◆ **Short problem**
Reproduce the following material verbatim, starting with the line that contains "146, row 171." and continuing through the line that contains "column 157, row 260", with both of those lines included.

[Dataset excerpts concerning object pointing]
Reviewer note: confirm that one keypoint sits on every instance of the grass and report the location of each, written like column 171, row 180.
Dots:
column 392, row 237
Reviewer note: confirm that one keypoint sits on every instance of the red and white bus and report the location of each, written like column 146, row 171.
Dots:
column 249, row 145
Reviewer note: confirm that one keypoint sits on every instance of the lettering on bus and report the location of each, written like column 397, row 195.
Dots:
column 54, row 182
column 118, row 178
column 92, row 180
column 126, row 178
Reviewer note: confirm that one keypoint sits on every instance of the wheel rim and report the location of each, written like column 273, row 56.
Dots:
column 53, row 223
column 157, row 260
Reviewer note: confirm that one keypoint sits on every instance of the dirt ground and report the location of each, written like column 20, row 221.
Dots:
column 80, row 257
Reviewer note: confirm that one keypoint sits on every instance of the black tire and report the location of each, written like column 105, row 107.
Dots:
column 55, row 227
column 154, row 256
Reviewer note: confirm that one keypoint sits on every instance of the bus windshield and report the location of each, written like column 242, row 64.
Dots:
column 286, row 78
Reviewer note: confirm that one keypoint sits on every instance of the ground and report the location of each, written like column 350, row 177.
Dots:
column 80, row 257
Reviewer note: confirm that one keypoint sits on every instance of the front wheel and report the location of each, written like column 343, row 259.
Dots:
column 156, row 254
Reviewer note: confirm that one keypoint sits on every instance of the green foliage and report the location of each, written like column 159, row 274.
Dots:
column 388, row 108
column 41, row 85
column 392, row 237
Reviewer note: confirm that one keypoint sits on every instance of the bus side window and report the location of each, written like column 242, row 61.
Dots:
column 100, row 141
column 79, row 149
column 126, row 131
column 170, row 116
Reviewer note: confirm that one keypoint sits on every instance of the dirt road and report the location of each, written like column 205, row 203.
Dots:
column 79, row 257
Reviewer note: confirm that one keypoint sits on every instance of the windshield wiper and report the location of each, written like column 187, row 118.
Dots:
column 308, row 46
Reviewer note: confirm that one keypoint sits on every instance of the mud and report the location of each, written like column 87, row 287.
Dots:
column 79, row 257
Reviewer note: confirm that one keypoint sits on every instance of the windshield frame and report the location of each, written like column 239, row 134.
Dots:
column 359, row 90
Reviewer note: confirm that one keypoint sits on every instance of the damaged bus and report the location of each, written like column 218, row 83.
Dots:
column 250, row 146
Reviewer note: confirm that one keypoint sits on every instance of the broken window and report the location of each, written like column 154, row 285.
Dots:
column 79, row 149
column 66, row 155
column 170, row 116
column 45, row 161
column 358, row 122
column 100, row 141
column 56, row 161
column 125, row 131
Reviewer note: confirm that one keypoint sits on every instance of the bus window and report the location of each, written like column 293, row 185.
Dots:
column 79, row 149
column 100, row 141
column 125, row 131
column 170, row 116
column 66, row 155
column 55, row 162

◆ **Exercise output**
Reviewer note: confirm that one keypoint sits on every instance of the red and white bus and report the location of each, written like column 146, row 171.
Dots:
column 249, row 145
Reviewer note: confirm that one keypoint sits on every instance of the lettering on bus and report the location of each, written like column 397, row 195.
Dots:
column 54, row 182
column 118, row 178
column 92, row 180
column 126, row 178
Reviewer note: confirm that one keypoint sits on every instance of the wheel rim and report the location of each, written like column 273, row 56.
Dots:
column 53, row 223
column 157, row 260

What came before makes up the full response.